SET EXERCISE>
Can you lay out every line of the listing below as a JSON list of strings, one string per line, with blank lines omitted?

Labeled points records
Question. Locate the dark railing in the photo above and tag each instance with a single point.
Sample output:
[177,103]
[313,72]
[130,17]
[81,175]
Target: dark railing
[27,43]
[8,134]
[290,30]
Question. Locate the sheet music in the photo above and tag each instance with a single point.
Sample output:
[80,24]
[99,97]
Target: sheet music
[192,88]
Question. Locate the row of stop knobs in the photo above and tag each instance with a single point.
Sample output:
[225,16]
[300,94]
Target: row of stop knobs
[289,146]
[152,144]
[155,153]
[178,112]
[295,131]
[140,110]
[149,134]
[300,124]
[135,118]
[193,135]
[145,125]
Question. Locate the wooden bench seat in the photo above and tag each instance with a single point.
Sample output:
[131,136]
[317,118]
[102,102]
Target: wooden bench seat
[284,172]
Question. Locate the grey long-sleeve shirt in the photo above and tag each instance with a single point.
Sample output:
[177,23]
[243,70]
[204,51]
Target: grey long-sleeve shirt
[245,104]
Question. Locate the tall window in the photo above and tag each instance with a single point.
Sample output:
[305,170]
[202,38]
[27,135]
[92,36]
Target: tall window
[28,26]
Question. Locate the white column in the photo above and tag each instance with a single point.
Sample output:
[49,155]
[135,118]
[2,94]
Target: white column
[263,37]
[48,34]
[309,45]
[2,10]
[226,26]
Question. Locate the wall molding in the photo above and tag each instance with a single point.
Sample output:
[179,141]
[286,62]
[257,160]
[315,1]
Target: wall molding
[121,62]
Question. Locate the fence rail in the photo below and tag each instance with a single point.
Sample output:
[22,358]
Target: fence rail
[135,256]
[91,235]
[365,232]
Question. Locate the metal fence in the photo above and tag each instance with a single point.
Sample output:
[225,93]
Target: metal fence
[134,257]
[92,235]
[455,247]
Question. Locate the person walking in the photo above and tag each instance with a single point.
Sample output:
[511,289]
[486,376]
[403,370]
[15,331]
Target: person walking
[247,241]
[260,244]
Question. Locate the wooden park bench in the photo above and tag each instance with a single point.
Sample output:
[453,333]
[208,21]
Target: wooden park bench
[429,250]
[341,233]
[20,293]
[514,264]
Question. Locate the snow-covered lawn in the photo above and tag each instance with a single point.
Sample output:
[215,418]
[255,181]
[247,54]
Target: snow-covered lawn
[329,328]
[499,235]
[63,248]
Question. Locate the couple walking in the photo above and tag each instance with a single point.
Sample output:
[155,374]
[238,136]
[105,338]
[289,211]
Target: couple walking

CORRECT OUTPUT>
[
  "Question. Locate the dark railing in the photo above and tag each instance with a single point.",
  "Sample output:",
  "[177,103]",
  "[313,72]",
  "[130,17]",
  "[81,175]",
  "Target: dark railing",
  "[27,43]",
  "[8,134]",
  "[290,30]",
  "Question. Locate the sheet music in the photo above and tag each instance with a single point.",
  "Sample output:",
  "[80,24]",
  "[99,97]",
  "Target: sheet music",
  "[192,88]",
  "Question. Locate the row of stop knobs in the photo above and tag each instance with a single point.",
  "Sample output:",
  "[225,16]",
  "[300,94]",
  "Target: row of stop knobs",
  "[289,146]",
  "[152,144]",
  "[155,153]",
  "[178,112]",
  "[295,131]",
  "[140,110]",
  "[149,134]",
  "[300,124]",
  "[135,118]",
  "[193,135]",
  "[145,125]",
  "Question. Locate the wooden bench seat in the photo above and tag each instance with a single point.",
  "Sample output:",
  "[131,136]",
  "[317,118]",
  "[102,102]",
  "Target: wooden bench seat",
  "[284,172]",
  "Question. Locate the grey long-sleeve shirt in the photo above and tag each instance with a single point.",
  "Sample output:",
  "[177,23]",
  "[243,70]",
  "[204,51]",
  "Target: grey long-sleeve shirt",
  "[245,104]",
  "Question. Locate the tall window in the photo above and tag each instance with a single point.",
  "Sample output:",
  "[305,170]",
  "[202,38]",
  "[27,135]",
  "[92,36]",
  "Target: tall window",
  "[28,26]",
  "Question. Locate the white column in the photo above and tag each instance with a single point.",
  "Sample output:",
  "[49,155]",
  "[135,118]",
  "[2,94]",
  "Target: white column",
  "[263,37]",
  "[48,34]",
  "[309,45]",
  "[2,10]",
  "[226,26]",
  "Question. Locate the wall molding in the photo above and tag each instance with a single point.",
  "Sample output:",
  "[179,141]",
  "[286,62]",
  "[257,160]",
  "[315,1]",
  "Target: wall molding",
  "[121,62]",
  "Question. Locate the fence rail in the photo below and tag each instance with a single point.",
  "Sample output:",
  "[22,358]",
  "Target: fence rail",
  "[135,256]",
  "[91,235]",
  "[365,232]",
  "Question. Locate the metal fence in the photo above and tag each instance with a single point.",
  "Sample output:",
  "[225,93]",
  "Target: metal fence",
  "[134,257]",
  "[92,235]",
  "[455,247]",
  "Question. Locate the person walking in the photo above and tag each instance with a single point.",
  "Sample output:",
  "[511,289]",
  "[486,376]",
  "[403,370]",
  "[15,331]",
  "Target: person walking",
  "[247,241]",
  "[260,244]",
  "Question. Locate the wooden park bench in the photo above and tag each instance with a single point.",
  "Sample output:",
  "[453,333]",
  "[208,21]",
  "Target: wooden park bench",
  "[429,250]",
  "[341,233]",
  "[20,293]",
  "[514,264]",
  "Question. Locate the snow-covered lawn in the photo above and tag each instance with a single point.",
  "Sample output:",
  "[215,418]",
  "[255,181]",
  "[247,54]",
  "Target: snow-covered lawn",
  "[329,328]",
  "[499,235]",
  "[63,248]",
  "Question. Locate the couple walking in the photo above and tag each instance with a single point.",
  "Sample output:",
  "[155,374]",
  "[238,136]",
  "[105,338]",
  "[289,211]",
  "Target: couple walking"
]